____ Text segment

# Do you take your hog out and about?



## Buddysmom (Apr 20, 2019)

When you go out shopping or running errands do you take your hog in a snuggle sack with you? Or is it a no no?


----------



## Aj.t (Jan 29, 2019)

It depends on the venues animal policy but it’s never a bad thing as it acclimated them much quicker and desensitizes them 🙂


----------



## Buddysmom (Apr 20, 2019)

Yeah like pet friendly places. I know in my area big box home supply stores and of course pet supply stores I can take him!


----------



## Mecki (Nov 4, 2017)

Glad you brought this up. I've been thinking I should do the same (weather permitting of course -- some stores can be quite cold). I haven't even used the carry bag I made for this. (I used it for my 'prior' Mecki, but not this one yet.)

I should give it a try. Maybe start out doing it just at home, and in the yard.


----------



## Hedgehog Swag (Feb 19, 2016)

Do you think a hedgehog wants to be out and about during the day? Why do we try to change Hedgehogs from what they are? The arfe not a domesticated animal. Get a cat .


----------



## Buddysmom (Apr 20, 2019)

Mecki said:


> Glad you brought this up. I've been thinking I should do the same (weather permitting of course -- some stores can be quite cold). I haven't even used the carry bag I made for this. (I used it for my 'prior' Mecki, but not this one yet.)
> 
> I should give it a try. Maybe start out doing it just at home, and in the yard.

________

- Work required: Write the next part of the forum thread about taking a pet hedgehog out on errands, picking up right after its last line.

____ Supplied data

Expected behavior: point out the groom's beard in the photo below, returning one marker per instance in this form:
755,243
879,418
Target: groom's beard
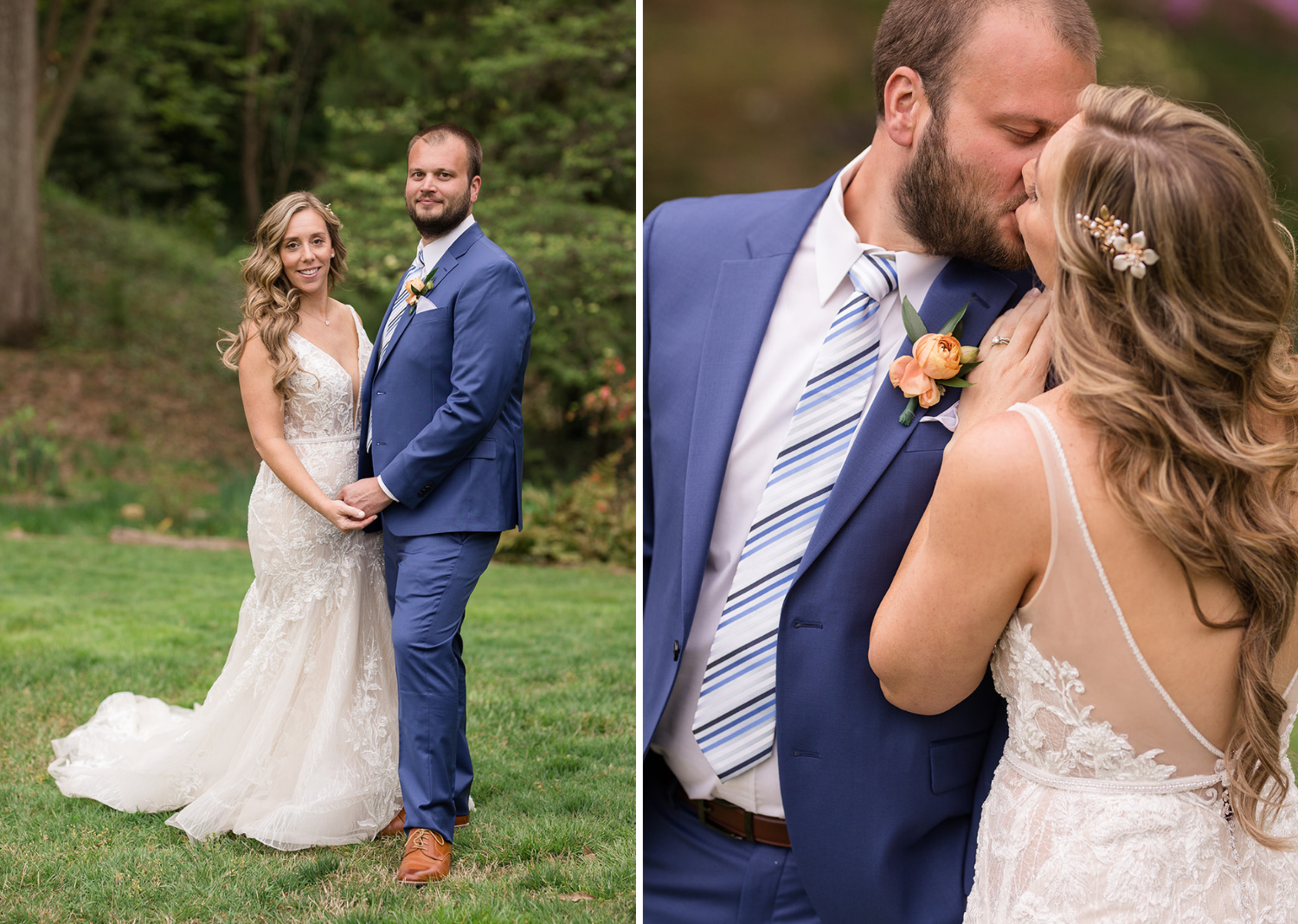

________

- Exercise answer:
Can you post a picture of the carry bag you made? That would be a good idea for at home for bonding time with a new hog. 
Hedgehog swag, I never meant to offend anyone nor do I want to disrespect the hog, I was simply asking!


----------



## Ria (Aug 30, 2018)

I don't think its a good thing if your going to do it loads. Like sometimes yes, because it could help in the long run for like vet appointments.

However I think it also highly depends on the hog and what sort of place you live and plan on taking them. I would NEVER take any hedgehog outside let alone to go shopping as even in the summer here you can get get some very cold gusts of winds. Most of them are very light sensitive too. Holly can cope with the lights around my house, as they are never majorly bright (because I'm light sensitive too) taking her out where the sun is going to be really bright would just hurt her eyes, and thats highly unfair as there is NOTHING to protect their eyes.

Also if your taking them you'd have to wake then up in the day when they are sleeping to take them, and then its not like they will go back to sleep, because your taking them out, going a noisy environment, so all they are just going to be alert each time, and they wont sleep

And going out to pet shops, all it takes is for an animal, another person, or a staff member to have mites one them and then your hog is now at risk of getting them because you took them there.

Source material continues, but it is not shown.